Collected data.
=== Section Start ===

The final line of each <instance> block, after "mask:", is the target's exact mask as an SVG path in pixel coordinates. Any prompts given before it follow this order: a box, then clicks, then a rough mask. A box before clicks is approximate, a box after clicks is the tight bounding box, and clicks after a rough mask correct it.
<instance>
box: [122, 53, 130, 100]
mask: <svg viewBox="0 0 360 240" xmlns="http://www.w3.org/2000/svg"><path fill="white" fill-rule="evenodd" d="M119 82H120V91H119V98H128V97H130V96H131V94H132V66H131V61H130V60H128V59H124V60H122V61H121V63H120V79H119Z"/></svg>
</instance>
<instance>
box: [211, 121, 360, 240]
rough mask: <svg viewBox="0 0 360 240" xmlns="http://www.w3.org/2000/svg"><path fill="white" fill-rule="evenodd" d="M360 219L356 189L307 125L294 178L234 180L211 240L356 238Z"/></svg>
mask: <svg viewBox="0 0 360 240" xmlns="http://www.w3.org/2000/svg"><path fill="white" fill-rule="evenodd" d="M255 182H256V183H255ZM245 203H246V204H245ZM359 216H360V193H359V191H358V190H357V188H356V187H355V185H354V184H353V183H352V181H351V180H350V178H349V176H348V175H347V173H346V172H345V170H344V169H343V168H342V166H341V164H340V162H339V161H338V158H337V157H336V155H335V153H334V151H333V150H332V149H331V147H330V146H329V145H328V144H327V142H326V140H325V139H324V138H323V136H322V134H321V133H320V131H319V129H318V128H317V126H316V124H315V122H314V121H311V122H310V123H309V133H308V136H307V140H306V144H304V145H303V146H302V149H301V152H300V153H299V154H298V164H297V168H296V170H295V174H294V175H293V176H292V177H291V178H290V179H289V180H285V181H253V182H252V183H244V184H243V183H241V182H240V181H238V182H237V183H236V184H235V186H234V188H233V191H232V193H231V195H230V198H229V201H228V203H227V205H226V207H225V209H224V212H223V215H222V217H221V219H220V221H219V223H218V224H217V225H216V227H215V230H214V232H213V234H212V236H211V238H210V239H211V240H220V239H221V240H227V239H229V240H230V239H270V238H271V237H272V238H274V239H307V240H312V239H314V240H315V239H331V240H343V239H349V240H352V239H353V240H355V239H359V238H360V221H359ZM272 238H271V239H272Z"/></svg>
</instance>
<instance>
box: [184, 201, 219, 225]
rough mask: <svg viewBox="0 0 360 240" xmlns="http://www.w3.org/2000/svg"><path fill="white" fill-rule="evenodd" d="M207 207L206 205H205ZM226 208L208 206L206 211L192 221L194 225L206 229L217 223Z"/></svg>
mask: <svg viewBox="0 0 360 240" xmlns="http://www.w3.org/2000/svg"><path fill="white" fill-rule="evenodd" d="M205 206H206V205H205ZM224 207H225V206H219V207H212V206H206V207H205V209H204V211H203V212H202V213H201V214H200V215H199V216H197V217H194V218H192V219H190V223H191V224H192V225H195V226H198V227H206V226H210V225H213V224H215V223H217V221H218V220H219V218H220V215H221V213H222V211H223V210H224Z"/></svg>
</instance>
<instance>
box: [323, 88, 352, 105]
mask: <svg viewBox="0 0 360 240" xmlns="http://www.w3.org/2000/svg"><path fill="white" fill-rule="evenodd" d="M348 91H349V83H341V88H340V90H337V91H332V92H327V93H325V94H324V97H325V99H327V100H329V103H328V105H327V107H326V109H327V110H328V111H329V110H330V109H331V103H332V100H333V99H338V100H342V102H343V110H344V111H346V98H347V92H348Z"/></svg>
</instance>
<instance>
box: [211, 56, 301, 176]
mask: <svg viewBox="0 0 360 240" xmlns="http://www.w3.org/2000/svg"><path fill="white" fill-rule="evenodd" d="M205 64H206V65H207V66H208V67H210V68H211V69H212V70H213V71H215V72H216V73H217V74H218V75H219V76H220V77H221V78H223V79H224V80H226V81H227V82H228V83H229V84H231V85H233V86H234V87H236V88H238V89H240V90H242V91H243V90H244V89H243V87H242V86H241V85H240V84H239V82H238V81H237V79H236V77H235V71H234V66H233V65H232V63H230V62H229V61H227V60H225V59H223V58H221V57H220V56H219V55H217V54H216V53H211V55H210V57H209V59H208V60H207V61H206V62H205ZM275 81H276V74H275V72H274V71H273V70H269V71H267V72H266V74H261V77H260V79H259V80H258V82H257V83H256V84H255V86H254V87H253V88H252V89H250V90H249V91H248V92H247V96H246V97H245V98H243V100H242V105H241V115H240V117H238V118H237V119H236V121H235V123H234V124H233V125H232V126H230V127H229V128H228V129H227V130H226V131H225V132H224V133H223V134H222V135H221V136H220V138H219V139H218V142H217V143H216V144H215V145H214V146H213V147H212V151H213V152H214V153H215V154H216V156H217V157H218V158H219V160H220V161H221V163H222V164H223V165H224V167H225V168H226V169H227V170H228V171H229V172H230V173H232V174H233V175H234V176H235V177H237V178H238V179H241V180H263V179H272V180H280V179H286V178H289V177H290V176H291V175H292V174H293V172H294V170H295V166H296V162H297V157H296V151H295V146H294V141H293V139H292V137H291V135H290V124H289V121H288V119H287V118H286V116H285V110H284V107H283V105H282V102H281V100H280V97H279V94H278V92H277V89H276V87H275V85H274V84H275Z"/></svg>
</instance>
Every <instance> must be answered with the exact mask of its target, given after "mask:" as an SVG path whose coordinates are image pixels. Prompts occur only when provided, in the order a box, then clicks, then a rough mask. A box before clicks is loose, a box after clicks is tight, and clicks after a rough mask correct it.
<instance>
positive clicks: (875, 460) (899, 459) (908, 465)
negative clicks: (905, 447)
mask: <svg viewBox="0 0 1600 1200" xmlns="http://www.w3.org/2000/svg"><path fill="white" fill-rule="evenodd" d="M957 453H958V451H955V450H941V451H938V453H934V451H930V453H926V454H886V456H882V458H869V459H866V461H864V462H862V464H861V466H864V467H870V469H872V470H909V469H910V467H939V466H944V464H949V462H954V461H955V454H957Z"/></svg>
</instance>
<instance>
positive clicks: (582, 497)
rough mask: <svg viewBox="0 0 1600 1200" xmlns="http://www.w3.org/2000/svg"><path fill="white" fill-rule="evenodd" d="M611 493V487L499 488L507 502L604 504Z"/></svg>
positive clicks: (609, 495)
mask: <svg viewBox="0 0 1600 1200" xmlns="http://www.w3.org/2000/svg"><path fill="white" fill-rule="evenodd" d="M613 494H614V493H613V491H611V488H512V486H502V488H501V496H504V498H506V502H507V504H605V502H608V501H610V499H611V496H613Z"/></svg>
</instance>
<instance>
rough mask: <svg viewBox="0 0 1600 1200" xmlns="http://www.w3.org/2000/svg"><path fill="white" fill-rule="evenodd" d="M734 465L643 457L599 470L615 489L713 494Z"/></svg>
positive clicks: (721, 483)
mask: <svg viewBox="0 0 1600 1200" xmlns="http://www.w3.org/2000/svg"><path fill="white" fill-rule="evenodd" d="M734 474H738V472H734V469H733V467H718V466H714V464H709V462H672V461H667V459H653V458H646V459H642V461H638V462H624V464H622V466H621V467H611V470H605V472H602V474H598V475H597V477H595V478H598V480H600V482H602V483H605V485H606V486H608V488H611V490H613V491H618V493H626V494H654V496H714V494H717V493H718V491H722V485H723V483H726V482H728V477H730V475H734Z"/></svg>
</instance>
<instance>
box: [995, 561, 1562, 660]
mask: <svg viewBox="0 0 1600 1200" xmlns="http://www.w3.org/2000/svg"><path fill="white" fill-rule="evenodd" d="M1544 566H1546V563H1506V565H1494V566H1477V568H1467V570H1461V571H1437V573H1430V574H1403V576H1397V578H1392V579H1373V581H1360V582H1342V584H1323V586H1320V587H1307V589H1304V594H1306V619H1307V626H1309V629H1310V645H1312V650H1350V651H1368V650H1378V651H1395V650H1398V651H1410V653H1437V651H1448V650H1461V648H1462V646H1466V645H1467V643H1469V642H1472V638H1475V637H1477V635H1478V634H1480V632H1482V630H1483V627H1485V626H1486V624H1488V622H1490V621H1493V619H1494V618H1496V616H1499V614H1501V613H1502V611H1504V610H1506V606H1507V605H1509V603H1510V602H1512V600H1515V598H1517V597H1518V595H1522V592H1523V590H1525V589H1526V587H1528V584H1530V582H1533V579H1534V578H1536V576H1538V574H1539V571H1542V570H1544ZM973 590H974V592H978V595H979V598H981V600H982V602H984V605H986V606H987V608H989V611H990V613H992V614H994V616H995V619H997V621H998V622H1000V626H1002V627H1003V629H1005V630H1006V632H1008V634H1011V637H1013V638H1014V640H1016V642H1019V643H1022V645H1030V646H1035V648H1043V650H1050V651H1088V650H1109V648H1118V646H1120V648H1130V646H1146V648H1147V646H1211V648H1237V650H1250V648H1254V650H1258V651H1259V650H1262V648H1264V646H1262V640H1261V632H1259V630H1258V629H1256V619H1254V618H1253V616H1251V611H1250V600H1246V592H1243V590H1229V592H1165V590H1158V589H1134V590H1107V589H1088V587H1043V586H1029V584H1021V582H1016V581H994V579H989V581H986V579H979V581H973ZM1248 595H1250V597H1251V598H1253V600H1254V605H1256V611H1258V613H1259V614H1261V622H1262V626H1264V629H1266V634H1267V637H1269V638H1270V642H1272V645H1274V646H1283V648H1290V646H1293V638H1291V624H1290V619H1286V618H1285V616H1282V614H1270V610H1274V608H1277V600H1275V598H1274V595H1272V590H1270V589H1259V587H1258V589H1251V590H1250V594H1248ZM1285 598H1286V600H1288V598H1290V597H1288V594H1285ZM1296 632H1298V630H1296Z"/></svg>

=== Section End ===

GOAL OF THE EXERCISE.
Pull out every line of the records that contains the string "order", matching case exactly.

SOLUTION.
The final line of each <instance> block, after "mask:", is the target's exact mask as an SVG path in pixel coordinates. Any prompts given before it follow this order: a box, then clicks, then a rough mask. A box before clicks is approximate, a box after clicks is the tight bounding box, and clicks after a rough mask correct it.
Every <instance> must be answered with the exact mask of its target, given after "mask:" as an SVG path whose coordinates are image pixels. Prompts occur only when provided, in the order a box, then clicks, then a rough mask. A box before clicks is loose, a box after clicks is tight, and clicks after a rough mask correct it.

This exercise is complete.